## Extracted text
%%

For almost a decade, Joel Goldman has traveled to college campuses and delivered his message of safe sex to about 500,000 students.
And Goldman shocked Northwestern students into reality Sunday night with a flood of statistics: One in four college students has a sexually transmitted disease. Ten of 11 HIV-positive people are unaware that they’re infected. Dance Marathon invited Goldman, who is HIV positive, to speak at NU as the Elizabeth Glaser Pediatric AIDS Foundation’s liaison to DM. The foundation is DM’s primary beneficiary this year.
Goldman got a laugh out of a relaxed, friendly group of about 50 students Sunday night at Technological Institute LR2. He set the mood with videos such as Madonna’s “Vogue” and Wham’s “Wake Me Up Before You Go-Go.”
“You think it’s bad having to dance to ’80s music for a couple of hours at Dance Marathon – try doing it for a whole decade,” said Goldman, who graduated from Indiana University in the ’80s.

%%

## Task 1
Output the passage from the article about Joel Goldman's talk that begins at the words "And Goldman shocked" and stops after the words "in the ’80s.".
## Task 2
List every university, event, and charitable foundation named in the article about Joel Goldman's talk.
## Task 3
Using the article about Joel Goldman's talk, explain why Goldman was speaking at Northwestern.

## Provided material
%%

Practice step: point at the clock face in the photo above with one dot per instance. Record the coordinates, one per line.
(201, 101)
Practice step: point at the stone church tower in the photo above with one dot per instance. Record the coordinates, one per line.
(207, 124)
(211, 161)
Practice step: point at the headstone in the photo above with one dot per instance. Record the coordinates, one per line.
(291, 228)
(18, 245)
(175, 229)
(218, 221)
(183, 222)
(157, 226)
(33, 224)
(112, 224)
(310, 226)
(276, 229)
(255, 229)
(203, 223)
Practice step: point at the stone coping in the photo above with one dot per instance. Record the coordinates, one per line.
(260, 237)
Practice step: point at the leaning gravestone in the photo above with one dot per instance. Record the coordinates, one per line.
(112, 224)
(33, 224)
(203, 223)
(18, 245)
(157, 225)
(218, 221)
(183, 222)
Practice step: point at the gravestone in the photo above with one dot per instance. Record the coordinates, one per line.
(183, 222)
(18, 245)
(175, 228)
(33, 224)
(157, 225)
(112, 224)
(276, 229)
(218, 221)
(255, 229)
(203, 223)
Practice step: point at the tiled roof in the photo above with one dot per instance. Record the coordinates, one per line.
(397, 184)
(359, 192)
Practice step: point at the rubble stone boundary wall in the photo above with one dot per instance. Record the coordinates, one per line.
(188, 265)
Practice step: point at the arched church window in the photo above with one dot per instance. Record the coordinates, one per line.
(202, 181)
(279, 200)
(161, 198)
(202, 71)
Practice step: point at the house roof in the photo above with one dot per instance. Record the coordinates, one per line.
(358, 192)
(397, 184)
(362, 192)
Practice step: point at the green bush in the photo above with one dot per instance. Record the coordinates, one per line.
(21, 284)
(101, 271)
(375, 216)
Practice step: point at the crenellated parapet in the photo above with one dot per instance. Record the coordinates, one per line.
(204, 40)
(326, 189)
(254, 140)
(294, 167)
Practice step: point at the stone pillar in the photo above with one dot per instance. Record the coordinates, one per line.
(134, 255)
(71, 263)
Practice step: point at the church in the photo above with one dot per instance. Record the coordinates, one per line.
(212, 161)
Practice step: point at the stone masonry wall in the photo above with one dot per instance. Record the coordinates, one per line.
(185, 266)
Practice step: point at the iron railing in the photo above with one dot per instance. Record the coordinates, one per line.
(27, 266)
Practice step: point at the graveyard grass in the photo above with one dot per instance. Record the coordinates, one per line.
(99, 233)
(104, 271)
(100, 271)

%%

## Worked solution 1
And Goldman shocked Northwestern students into reality Sunday night with a flood of statistics: One in four college students has a sexually transmitted disease. Ten of 11 HIV-positive people are unaware that they’re infected. Dance Marathon invited Goldman, who is HIV positive, to speak at NU as the Elizabeth Glaser Pediatric AIDS Foundation’s liaison to DM. The foundation is DM’s primary beneficiary this year.
Goldman got a laugh out of a relaxed, friendly group of about 50 students Sunday night at Technological Institute LR2. He set the mood with videos such as Madonna’s “Vogue” and Wham’s “Wake Me Up Before You Go-Go.”
“You think it’s bad having to dance to ’80s music for a couple of hours at Dance Marathon – try doing it for a whole decade,” said Goldman, who graduated from Indiana University in the ’80s.

## Worked solution 2
Northwestern (NU), Dance Marathon (DM), the Elizabeth Glaser Pediatric AIDS Foundation, Indiana University

## Worked solution 3
Dance Marathon invited Goldman to speak at Northwestern as the Elizabeth Glaser Pediatric AIDS Foundation's liaison to Dance Marathon. The foundation is Dance Marathon's primary beneficiary this year.